■ Stated goal A ■
Translate this sentence from the sports blog post into Spanish: "While he has been dropped from One Dayers, his form in the Test arena was outstanding."
■ Stated goal B ■
Write the next part of the sports blog post about the cricket summer and the Charity Shield, picking up right after its final sentence.

■ Document segment ■

========

Before we move on to football, i have to take a look back at this summer of sport just gone.

First the cricket, what a piss weak lot the Indians are, they looked about as interested in cricket as Nathan Tinkler would be in the salad bar of Sizzler. The talking point of the summer was wether Ricky Ponting would hold his place in the side. While he has been dropped from One Dayers, his form in the Test arena was outstanding.


The public should never write off a bloke who is willing to drink piss at Scruffy Murphy's on NYE with your scribe, or get belted by a bloke dressed up as a sheila.



Now onto the footy, last week we saw Saints beat Souffs in the Charity Shield, Jack De Bellin & Nathan Green showed a bit for the Dragons and Sam Burgess had a strong second half after being woeful early.


We also got to hear Laurie Daley talk for 80 minutes, some of it very insightful. Lozz trotted out one of his usual gems when saints were leading 18 - 12, "Now if Souffs can hold St George to 18 and score twice they will win". I don't know how he comes up with it, genius. As shown by the picture below some Souff's fans still looked like they had a good night.

========

■ Entries shown ■
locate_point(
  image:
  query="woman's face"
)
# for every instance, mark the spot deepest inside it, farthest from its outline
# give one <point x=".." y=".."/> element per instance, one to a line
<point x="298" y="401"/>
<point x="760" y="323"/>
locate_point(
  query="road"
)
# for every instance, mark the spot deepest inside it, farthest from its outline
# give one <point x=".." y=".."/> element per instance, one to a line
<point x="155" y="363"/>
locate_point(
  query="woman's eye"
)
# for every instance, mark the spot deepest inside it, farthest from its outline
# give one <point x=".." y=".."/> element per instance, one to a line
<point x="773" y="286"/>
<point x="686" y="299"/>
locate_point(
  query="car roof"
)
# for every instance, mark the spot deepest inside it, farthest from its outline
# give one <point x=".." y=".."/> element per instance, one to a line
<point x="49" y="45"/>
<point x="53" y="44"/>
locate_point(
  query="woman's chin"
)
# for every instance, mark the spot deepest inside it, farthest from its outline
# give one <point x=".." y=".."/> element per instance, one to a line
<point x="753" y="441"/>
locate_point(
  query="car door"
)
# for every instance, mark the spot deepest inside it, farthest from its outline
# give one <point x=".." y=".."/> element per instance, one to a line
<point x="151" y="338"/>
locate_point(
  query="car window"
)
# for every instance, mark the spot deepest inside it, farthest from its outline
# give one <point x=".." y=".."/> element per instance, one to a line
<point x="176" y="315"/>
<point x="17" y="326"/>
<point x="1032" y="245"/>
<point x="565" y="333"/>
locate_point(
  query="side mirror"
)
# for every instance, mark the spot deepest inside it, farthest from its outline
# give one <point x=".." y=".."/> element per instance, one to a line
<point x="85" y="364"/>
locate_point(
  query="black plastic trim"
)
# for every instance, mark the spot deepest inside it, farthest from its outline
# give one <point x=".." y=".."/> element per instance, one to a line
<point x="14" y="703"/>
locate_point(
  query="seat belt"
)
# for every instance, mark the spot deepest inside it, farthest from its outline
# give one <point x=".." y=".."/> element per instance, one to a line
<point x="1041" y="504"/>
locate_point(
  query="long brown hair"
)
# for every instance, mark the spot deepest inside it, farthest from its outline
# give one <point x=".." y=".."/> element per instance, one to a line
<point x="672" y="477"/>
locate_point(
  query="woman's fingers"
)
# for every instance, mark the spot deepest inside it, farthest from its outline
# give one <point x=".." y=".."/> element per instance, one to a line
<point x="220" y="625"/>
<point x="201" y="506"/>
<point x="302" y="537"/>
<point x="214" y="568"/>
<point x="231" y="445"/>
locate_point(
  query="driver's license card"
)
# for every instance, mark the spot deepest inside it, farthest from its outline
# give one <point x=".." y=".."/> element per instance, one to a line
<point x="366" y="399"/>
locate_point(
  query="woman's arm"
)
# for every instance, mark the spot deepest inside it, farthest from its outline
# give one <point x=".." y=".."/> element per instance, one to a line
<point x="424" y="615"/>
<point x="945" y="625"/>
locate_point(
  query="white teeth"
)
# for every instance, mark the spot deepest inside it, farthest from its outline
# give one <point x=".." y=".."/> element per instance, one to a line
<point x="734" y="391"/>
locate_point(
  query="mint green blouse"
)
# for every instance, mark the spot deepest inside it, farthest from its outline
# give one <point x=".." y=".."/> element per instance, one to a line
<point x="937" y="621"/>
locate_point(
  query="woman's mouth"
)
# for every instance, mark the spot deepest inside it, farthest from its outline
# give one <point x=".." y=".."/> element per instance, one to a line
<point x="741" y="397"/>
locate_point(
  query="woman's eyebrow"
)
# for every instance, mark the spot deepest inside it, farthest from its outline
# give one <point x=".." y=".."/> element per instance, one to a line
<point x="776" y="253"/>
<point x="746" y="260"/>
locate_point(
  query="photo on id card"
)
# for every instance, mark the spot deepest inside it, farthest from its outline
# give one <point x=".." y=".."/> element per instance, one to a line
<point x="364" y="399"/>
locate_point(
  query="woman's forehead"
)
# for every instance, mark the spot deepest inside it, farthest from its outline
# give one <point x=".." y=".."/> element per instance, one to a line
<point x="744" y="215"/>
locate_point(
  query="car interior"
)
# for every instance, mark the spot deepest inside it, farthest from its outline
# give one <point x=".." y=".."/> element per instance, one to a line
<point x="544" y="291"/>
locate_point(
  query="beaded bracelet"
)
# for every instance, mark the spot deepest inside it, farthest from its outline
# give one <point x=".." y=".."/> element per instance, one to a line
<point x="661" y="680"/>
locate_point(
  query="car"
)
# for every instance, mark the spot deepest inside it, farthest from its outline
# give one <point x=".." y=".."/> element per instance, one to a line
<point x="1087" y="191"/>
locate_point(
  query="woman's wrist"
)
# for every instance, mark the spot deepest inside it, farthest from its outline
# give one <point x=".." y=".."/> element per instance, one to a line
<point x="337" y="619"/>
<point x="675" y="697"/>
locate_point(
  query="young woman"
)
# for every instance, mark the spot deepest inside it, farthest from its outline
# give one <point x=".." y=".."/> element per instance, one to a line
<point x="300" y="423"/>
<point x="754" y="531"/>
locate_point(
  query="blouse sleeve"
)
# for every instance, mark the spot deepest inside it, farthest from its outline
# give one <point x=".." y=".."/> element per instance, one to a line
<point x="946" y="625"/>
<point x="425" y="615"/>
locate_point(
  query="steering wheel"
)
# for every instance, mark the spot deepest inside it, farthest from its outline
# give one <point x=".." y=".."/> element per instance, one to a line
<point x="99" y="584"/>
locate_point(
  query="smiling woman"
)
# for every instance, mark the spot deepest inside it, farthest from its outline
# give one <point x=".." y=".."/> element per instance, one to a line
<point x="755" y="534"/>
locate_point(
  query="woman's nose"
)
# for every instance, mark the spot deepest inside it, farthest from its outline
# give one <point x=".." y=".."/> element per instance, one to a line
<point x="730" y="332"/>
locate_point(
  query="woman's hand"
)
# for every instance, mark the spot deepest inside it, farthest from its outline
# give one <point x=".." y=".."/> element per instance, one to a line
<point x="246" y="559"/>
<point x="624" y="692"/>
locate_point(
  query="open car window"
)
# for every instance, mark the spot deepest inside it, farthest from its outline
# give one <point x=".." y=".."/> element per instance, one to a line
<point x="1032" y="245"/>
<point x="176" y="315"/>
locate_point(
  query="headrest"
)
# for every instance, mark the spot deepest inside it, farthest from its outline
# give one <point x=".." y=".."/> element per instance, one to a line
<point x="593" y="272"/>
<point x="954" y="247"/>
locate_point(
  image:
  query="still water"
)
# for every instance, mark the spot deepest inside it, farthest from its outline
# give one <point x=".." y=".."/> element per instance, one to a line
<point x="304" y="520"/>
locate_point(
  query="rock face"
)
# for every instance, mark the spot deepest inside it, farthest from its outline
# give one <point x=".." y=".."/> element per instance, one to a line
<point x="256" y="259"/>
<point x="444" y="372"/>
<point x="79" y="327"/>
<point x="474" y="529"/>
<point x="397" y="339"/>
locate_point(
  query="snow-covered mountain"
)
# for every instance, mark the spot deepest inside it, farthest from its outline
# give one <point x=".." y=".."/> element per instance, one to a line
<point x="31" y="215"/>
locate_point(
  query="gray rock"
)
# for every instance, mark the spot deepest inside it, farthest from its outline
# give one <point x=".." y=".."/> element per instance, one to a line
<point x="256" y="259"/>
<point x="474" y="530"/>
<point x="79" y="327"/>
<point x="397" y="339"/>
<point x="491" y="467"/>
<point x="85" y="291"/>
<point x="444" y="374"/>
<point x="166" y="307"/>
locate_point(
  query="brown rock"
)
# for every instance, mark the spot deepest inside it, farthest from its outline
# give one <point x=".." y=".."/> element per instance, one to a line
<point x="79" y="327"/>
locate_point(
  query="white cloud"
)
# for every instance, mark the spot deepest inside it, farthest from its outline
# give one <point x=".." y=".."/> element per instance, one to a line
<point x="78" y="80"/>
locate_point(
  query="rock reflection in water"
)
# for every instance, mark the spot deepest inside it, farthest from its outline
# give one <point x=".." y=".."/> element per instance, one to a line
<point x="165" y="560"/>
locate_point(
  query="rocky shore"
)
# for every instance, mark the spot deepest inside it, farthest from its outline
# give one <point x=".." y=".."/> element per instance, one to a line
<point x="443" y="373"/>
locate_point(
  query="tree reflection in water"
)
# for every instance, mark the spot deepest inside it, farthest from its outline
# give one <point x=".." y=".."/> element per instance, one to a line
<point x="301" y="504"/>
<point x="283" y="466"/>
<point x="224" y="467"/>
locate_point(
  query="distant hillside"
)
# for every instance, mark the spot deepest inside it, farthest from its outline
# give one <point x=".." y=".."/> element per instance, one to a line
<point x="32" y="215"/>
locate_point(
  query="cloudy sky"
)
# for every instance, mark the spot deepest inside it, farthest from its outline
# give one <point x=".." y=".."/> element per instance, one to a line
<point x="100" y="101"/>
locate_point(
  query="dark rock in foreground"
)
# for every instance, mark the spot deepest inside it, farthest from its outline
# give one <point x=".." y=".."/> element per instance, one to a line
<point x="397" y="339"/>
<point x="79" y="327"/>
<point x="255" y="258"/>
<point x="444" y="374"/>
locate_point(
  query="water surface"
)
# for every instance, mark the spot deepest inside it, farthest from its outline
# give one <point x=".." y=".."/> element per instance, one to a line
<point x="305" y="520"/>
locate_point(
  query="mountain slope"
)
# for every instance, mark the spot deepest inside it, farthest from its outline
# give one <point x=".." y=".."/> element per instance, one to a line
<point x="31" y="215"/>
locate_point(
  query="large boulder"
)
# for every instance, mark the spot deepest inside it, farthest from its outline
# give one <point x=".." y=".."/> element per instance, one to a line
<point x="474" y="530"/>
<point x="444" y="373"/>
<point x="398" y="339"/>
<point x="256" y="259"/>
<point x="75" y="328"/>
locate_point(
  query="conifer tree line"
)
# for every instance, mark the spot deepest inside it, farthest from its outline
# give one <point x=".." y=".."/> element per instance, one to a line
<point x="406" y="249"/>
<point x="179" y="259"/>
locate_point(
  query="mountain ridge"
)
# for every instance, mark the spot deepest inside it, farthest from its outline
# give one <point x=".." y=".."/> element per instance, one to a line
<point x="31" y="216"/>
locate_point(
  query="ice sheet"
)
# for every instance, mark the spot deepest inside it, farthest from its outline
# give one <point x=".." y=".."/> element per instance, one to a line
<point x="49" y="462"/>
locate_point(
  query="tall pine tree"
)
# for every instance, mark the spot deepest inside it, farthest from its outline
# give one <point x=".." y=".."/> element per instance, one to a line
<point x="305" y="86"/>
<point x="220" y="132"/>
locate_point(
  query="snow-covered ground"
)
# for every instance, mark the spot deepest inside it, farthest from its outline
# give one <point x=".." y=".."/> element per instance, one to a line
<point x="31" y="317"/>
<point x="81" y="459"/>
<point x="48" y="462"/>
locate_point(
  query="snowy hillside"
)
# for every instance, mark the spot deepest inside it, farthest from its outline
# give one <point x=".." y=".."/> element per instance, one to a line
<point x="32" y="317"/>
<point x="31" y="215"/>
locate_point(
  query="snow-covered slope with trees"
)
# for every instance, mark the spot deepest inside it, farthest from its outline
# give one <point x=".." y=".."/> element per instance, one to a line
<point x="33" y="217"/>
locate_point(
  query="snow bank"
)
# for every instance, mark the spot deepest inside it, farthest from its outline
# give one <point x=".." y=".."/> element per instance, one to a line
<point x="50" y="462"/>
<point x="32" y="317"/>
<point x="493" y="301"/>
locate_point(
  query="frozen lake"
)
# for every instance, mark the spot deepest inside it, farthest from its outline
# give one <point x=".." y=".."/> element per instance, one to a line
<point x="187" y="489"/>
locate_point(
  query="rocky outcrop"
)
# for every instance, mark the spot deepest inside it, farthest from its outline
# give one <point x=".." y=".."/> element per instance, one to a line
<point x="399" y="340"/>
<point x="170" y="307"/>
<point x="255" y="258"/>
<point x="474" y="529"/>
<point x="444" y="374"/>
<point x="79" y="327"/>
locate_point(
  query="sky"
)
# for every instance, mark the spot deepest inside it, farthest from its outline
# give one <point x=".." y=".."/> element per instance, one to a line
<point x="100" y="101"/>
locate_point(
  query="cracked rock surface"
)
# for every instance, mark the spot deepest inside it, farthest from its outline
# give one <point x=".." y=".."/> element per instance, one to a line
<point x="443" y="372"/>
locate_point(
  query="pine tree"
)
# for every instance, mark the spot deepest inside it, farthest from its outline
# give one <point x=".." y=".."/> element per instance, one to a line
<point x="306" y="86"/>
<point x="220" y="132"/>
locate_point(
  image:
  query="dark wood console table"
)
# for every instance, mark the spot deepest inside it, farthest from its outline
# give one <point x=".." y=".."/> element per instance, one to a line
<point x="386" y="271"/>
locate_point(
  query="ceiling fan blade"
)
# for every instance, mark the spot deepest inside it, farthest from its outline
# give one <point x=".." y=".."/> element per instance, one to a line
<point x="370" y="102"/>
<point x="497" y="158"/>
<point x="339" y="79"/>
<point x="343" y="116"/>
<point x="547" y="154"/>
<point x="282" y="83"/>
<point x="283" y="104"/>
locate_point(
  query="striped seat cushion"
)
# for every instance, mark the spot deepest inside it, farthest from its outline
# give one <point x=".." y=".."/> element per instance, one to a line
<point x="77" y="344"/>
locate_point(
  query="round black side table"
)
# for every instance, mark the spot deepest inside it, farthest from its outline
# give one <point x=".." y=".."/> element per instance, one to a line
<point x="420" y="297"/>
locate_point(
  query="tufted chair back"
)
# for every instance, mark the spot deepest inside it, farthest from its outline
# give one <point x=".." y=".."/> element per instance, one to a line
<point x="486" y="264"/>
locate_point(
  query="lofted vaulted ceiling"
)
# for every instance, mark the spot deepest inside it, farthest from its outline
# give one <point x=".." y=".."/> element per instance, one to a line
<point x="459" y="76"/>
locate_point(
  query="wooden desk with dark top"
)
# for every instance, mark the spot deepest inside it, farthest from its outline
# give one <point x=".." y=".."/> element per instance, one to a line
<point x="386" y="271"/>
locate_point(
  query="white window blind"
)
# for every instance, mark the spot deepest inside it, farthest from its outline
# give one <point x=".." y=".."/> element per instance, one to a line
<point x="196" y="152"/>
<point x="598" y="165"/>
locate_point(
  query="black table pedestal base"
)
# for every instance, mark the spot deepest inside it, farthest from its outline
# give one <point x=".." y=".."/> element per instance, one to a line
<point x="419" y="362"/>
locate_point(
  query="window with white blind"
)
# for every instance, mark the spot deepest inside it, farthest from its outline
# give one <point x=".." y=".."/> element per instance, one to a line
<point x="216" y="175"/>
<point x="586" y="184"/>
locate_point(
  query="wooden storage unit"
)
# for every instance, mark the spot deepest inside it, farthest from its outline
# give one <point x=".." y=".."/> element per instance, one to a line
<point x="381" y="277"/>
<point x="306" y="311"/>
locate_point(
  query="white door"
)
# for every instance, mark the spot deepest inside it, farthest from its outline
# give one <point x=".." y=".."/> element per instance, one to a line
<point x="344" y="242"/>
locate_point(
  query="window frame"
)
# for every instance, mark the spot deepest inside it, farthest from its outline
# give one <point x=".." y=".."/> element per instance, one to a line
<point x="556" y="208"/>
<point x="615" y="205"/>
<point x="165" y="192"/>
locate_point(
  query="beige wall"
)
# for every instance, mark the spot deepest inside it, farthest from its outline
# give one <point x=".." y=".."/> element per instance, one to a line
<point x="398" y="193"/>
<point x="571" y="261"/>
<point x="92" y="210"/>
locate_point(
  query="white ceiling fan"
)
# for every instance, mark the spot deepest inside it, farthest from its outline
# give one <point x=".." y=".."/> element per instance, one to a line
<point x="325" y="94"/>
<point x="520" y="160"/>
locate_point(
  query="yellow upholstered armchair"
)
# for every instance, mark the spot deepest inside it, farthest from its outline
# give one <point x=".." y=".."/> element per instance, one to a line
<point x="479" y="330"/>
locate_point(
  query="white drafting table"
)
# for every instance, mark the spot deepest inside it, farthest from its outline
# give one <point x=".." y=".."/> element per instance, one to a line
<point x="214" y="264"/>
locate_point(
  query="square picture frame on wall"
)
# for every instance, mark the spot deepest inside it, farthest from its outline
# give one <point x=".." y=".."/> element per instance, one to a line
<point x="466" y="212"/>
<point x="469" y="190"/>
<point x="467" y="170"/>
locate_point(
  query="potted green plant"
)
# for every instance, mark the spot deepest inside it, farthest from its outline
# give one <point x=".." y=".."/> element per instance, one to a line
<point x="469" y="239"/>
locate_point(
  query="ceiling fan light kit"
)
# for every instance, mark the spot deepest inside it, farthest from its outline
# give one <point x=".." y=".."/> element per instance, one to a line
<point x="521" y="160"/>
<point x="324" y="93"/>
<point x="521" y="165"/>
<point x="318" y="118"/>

========

■ Task result A ■
Aunque lo han dejado fuera de los partidos de un día, su rendimiento en los partidos Test fue extraordinario.

■ Task result B ■
The NRL kicked off the year with its official season launch on thursday night and Dale Cherry-Evans(rugby yawnion name if i ever saw one) & Kieran Foran were the "face of the launch".  Unfortunately, unlike previous years candidates, these two didn't disgrace themselves.

I was looking forward to headlines of "Dale loses his cherry" with a front page photo of him doing his best on stage at 5am at the Love Machine with Candice. Or "Foran Twenty", this time foran caught giving a hooker a $20 tip at Porky's. If only Todd Carney could of been the designated driver for the night, Rugby League would of been back were it belonged, on the front page.

I will be back again soon, with my round 1 match previews & my top 8. Instead of picking top 8 teams for this year i will pick my top 8 gibberer's from the media. How do i make 30 go into 8?


Tuesday, 7 February 2012

South Sydney

You have all heard the saying, usually by supposed respected league media identitys, "when Souths are going well, leagues going well". Is it really true?

As i was born in November of 1971, i  have never really known Souths to be going well. Since 1972, Souths have made the semi finals 8 times while "winning" the wooden spoon 5 times. From their readmission into the comp in 2002 they have won 3 wooden spoons and made the finals once, hardly a club that is going well.


We are now entering the phase of the season South Sydney fans boastingly declare that "the premiership is ours" & they get worse if they happen to win there grand final, the Charity Shield. The club feeds off this success, what other club in professional sport sells posters(see below) after winning a trial game?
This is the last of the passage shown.